— start of Text excerpt —

On the emotional front, as Clete goes from one domain to the next, each of the older women inhabitants, starved for any interaction with a man their own age, play out their varying levels of interest in trying to get to know him better. They are of course totally inept in dealing with a man, but he is even more inept and clueless as how to behave with women. The 50-somethings are ALL struggling with latent sexual attraction, but all of the older women AND Clete all have earlier claims on their loyalty that they feel they cannot relinquish. And so at this point in the story, everyone is frustrated (and somewhat horny, OK OK, the Princess Qi is trying to be celibate and live like a Buddhist nun, but she's finding herself horny as hell and she can't make up her mind if she wants to kill him or seduce him).

During all of the episodes, he learns of their almost Iron-Age technological existence, discovers bugs that almost seem sentient, spends time in a jail that enforces a zero-karma policy, explores the canopy of artificial forest of apparently cultivated tropical hardwood trees, encounters the sea witches (who seem more like certified nurse practitioners than voodoo shamans), and suffers being temporarily kidnapped and held in a pitch-black sea cave. Oh, he also had a run-in with a ghost on the high seas, but refuses to believe such a thing exists--he is a scientist after all.

We learn in a flashback sequence that Clete relates in a story he tells to his "students" and a couple of the mothers that was married for a short time (in common law terms) while he was in grad school, to a Hawaiian-Japanese girl named Mariko, who worked as a waitress in a diner near his university. She left him one day, and while he no longer actively searches for her, she occupies the seat demanding his undying loyalty. This unflagging adherence to the virtue of loyalty is something that Clete and the nine older princesses have in common. I think that they find his aspect of him, despite his rudeness and coarseness, quite admirable and endearing.

— end of Text excerpt —
— start of Data section —

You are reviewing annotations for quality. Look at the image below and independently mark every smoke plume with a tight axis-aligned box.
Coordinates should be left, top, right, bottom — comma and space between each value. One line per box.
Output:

— end of Data section —
— start of Data section —

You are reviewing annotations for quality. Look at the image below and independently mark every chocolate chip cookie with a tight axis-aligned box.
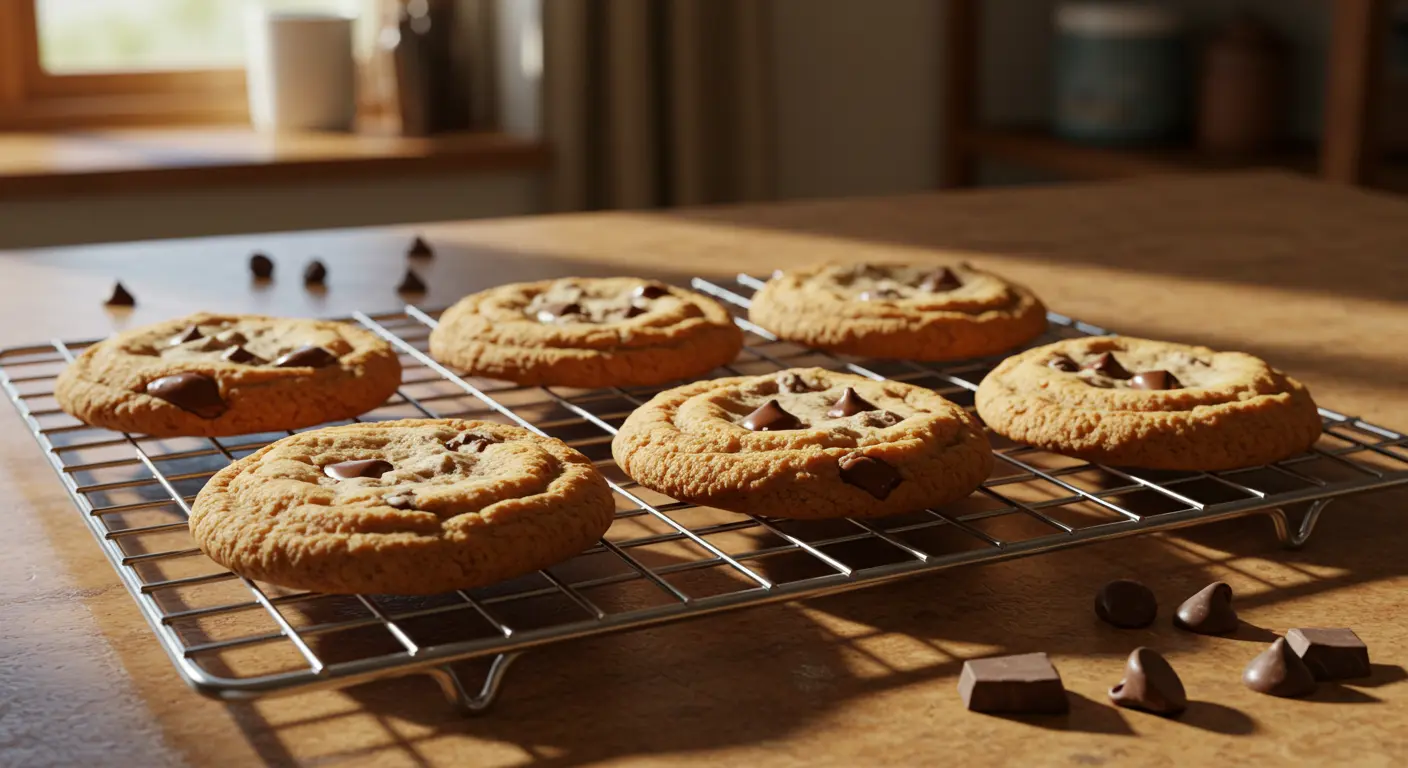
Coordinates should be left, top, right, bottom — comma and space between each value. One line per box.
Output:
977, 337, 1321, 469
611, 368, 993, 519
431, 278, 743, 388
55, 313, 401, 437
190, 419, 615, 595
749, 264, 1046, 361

— end of Data section —

Reproduce word for word the part of the passage about Clete from "We learn in" up to and including "admirable and endearing.".

• **Written solution**:
We learn in a flashback sequence that Clete relates in a story he tells to his "students" and a couple of the mothers that was married for a short time (in common law terms) while he was in grad school, to a Hawaiian-Japanese girl named Mariko, who worked as a waitress in a diner near his university. She left him one day, and while he no longer actively searches for her, she occupies the seat demanding his undying loyalty. This unflagging adherence to the virtue of loyalty is something that Clete and the nine older princesses have in common. I think that they find his aspect of him, despite his rudeness and coarseness, quite admirable and endearing.